### Action item
For each line of the data below that holds "face", copy the line.

————

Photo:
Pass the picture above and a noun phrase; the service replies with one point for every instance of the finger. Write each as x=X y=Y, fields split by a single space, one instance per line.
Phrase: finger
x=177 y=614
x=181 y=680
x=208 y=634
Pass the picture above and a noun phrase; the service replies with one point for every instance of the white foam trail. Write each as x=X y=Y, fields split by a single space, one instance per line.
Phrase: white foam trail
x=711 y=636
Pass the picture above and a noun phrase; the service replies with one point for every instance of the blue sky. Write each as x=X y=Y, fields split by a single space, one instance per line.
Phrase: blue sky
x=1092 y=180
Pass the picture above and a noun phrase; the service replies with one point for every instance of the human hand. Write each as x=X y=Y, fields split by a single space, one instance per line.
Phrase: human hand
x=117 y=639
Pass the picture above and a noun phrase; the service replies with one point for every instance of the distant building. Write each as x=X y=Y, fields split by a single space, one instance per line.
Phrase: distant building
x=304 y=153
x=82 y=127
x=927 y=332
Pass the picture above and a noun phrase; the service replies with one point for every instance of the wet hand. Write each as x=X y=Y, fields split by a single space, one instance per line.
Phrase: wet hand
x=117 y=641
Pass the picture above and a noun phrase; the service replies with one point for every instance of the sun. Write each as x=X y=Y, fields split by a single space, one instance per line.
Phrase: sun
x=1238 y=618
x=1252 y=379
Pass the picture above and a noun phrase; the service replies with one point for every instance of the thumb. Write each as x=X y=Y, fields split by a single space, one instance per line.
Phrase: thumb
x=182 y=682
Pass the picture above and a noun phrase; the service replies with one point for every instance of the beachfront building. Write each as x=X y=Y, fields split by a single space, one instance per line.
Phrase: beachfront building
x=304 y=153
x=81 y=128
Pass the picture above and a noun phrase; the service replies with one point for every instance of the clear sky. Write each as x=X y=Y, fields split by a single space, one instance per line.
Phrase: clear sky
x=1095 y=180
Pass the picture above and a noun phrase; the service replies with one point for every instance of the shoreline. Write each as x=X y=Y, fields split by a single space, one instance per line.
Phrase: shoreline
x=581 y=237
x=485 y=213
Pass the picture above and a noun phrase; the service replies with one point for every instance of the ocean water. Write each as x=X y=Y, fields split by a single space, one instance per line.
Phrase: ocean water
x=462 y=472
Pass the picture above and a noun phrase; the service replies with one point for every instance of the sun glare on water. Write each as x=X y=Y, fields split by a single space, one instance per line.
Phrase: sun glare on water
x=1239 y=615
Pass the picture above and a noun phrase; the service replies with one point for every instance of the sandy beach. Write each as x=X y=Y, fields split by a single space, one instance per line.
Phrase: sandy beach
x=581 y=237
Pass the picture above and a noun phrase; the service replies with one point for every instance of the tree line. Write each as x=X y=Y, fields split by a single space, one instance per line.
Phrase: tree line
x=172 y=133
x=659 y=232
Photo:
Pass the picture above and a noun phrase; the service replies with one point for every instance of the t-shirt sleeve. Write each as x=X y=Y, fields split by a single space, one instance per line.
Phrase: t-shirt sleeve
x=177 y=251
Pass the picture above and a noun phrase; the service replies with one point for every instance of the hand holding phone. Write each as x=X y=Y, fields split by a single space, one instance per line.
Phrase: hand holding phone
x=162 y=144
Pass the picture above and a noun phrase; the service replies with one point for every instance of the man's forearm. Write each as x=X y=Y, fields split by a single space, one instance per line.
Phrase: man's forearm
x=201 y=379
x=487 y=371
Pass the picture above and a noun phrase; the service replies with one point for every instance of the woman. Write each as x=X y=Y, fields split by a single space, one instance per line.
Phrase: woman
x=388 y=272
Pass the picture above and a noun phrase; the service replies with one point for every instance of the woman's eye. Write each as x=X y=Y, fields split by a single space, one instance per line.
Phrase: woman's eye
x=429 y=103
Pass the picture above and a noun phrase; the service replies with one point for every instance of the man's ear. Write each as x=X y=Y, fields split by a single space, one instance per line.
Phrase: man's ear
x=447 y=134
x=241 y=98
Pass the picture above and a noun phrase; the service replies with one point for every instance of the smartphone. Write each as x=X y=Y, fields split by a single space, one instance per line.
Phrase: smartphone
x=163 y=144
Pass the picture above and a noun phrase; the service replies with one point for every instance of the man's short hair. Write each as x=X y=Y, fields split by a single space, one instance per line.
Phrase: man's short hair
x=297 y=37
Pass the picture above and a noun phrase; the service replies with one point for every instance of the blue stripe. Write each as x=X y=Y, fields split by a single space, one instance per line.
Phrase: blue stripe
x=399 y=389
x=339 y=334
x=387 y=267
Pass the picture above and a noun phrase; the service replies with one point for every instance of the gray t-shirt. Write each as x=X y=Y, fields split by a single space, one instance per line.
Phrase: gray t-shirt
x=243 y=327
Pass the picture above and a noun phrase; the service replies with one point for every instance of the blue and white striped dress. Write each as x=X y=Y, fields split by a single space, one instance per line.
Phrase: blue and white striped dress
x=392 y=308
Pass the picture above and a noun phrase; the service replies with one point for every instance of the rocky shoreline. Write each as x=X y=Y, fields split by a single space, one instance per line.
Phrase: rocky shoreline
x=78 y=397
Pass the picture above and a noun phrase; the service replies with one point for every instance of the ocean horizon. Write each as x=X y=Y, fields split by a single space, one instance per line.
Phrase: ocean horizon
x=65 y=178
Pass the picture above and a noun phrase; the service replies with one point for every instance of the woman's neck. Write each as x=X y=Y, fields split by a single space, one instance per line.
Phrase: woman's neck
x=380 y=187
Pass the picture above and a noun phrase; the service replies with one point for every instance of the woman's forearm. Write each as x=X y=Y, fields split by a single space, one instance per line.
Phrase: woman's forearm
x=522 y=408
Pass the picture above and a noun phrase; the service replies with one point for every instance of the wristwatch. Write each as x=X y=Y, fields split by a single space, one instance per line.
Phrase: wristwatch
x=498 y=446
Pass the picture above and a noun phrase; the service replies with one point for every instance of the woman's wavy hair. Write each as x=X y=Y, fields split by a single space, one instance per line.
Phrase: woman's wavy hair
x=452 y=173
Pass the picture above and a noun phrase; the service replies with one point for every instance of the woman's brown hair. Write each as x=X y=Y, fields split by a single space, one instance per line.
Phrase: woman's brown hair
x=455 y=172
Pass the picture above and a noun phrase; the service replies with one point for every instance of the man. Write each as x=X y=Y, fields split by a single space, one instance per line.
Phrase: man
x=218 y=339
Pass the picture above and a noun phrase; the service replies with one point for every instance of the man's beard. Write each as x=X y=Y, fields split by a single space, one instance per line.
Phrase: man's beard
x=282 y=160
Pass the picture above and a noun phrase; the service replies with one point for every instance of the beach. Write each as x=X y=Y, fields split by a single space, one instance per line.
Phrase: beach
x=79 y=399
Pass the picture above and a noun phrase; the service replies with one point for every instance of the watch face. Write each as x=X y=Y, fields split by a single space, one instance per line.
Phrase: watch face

————

### Written solution
Pass the picture above and a noun phrase; the service replies with one point for every instance of the watch face. Write each as x=X y=Y, fields split by a single space, one instance per line.
Phrase: watch face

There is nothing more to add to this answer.